**Required work**
Beginning at the line that contains "the plaid shirt?", reproduce every line to the end of the material without changing any of them.

───── Supplied material

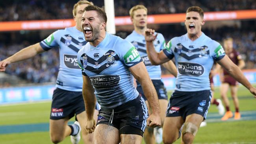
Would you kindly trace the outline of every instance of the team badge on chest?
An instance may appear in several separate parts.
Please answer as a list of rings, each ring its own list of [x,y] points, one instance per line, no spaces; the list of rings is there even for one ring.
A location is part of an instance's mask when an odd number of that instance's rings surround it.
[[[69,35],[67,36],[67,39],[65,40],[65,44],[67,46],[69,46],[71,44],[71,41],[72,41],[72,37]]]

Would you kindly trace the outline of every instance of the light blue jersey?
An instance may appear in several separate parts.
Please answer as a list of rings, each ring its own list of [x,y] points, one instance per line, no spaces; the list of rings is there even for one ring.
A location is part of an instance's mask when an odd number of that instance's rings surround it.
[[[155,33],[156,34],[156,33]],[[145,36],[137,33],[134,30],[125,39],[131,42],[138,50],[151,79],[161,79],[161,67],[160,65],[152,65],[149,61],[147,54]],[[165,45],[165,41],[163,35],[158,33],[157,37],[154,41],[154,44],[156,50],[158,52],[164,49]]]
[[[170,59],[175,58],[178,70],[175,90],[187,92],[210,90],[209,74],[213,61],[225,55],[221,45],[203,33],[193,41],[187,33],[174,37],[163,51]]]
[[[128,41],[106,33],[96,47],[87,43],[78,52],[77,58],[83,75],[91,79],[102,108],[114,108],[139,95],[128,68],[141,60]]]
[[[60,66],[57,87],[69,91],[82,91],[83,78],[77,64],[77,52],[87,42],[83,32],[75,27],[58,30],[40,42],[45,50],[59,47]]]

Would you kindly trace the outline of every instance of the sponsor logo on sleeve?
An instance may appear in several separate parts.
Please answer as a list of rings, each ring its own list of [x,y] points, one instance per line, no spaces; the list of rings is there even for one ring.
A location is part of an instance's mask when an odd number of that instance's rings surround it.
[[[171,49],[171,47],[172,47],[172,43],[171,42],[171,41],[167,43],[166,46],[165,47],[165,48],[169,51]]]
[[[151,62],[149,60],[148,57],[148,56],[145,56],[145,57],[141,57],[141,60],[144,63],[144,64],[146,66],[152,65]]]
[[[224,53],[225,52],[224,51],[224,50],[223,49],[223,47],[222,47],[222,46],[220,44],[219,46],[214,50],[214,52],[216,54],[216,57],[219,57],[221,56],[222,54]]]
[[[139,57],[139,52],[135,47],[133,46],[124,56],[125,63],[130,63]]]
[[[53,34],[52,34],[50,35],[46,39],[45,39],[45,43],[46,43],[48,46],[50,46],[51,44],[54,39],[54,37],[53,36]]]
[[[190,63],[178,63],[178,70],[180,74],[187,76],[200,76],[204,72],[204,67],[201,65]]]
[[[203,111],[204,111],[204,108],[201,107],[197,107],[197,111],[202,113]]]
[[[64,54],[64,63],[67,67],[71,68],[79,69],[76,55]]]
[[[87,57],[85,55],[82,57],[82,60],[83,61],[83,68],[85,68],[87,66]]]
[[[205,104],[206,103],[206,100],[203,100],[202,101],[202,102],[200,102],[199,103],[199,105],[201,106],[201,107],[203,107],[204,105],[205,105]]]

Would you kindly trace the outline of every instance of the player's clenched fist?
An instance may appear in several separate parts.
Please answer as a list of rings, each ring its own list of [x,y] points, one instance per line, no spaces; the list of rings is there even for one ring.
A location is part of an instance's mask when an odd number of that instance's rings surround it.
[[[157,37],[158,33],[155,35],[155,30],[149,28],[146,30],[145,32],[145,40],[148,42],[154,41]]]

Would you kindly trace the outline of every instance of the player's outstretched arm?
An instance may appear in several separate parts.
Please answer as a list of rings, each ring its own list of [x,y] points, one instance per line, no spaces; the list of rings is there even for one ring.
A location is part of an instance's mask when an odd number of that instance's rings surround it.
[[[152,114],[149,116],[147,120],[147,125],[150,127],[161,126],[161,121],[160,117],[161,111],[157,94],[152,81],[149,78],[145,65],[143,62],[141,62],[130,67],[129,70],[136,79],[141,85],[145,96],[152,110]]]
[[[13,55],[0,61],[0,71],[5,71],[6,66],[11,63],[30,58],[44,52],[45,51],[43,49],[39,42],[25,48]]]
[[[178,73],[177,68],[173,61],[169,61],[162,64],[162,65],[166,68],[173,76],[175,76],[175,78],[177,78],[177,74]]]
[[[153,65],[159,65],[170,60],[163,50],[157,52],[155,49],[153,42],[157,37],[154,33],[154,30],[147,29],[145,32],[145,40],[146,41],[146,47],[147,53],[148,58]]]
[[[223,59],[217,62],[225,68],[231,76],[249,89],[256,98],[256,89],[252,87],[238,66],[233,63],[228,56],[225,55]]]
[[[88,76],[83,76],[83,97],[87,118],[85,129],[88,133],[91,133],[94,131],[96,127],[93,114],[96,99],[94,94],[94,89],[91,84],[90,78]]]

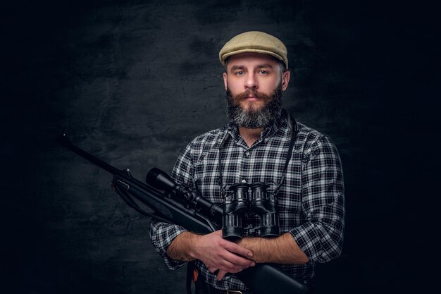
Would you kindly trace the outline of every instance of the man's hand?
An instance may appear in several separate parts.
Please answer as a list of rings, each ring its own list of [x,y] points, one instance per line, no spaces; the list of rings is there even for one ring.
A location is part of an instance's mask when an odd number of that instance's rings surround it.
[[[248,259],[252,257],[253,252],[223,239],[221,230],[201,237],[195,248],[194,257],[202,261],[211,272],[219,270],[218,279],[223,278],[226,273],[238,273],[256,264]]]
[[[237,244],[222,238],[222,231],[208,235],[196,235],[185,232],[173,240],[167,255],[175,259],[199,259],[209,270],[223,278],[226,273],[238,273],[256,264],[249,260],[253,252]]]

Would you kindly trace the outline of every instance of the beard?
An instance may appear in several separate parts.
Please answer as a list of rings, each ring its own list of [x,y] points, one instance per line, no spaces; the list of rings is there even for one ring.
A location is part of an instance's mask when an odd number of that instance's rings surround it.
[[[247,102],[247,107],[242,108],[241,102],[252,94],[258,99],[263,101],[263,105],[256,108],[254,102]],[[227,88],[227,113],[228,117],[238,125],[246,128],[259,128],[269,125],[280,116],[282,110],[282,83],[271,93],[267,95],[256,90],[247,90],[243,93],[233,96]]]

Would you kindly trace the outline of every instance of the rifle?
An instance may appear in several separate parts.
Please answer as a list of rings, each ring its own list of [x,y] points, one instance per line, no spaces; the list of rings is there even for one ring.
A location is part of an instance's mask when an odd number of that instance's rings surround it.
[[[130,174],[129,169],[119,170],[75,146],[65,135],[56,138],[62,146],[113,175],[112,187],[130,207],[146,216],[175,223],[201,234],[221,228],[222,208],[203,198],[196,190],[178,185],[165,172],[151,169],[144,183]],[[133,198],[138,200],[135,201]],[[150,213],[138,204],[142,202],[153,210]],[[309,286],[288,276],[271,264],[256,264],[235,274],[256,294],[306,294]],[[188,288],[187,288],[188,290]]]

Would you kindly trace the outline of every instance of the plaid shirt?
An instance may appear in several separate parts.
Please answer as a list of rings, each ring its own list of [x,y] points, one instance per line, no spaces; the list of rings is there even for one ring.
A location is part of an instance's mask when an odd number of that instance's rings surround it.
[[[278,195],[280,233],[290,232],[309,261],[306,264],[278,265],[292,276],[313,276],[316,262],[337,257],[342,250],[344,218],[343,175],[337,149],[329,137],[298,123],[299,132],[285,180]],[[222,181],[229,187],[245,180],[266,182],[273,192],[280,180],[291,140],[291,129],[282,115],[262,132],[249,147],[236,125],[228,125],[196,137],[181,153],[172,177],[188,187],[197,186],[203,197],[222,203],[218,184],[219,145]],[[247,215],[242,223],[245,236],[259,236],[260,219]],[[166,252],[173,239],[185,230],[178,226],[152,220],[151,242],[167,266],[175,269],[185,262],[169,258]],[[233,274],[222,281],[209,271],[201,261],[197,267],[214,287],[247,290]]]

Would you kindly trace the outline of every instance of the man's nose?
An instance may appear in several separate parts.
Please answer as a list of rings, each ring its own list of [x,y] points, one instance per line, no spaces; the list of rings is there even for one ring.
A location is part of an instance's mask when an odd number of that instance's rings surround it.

──────────

**Exercise solution**
Would you kindly trace the outline of every instance of the plaid shirt?
An instance may appear in several separate parts.
Please answer as a list of rings, each ring its own list of [x,y] points, one instance per line, no spaces; the list of rings is there even for one ring.
A location is part of an instance's mask when an odd number of that instance's rings surround it.
[[[278,195],[280,233],[290,232],[309,261],[306,264],[278,265],[292,276],[313,276],[316,262],[337,257],[342,250],[344,218],[343,175],[337,149],[329,137],[298,123],[299,132],[285,180]],[[222,181],[229,187],[245,180],[266,182],[273,192],[280,180],[291,140],[291,129],[282,115],[262,132],[249,147],[236,125],[228,125],[196,137],[181,153],[172,177],[188,187],[197,186],[203,197],[222,203],[218,184],[219,145]],[[247,215],[242,223],[245,236],[259,236],[260,219]],[[166,252],[173,239],[185,230],[178,226],[152,220],[151,242],[167,266],[175,269],[185,262],[169,258]],[[233,274],[222,281],[209,271],[201,261],[197,267],[214,287],[247,290]]]

Would you kindly trace the outline of every instance of the man's nose?
An instance may appear in several separate parts.
Please answer as a list of rings, each ring its own list of [x,y] points, one instance per line, no spaces; the list of rings is there even for one ring.
A location is part of an instance's mask when an odd number of that instance's rings surround it.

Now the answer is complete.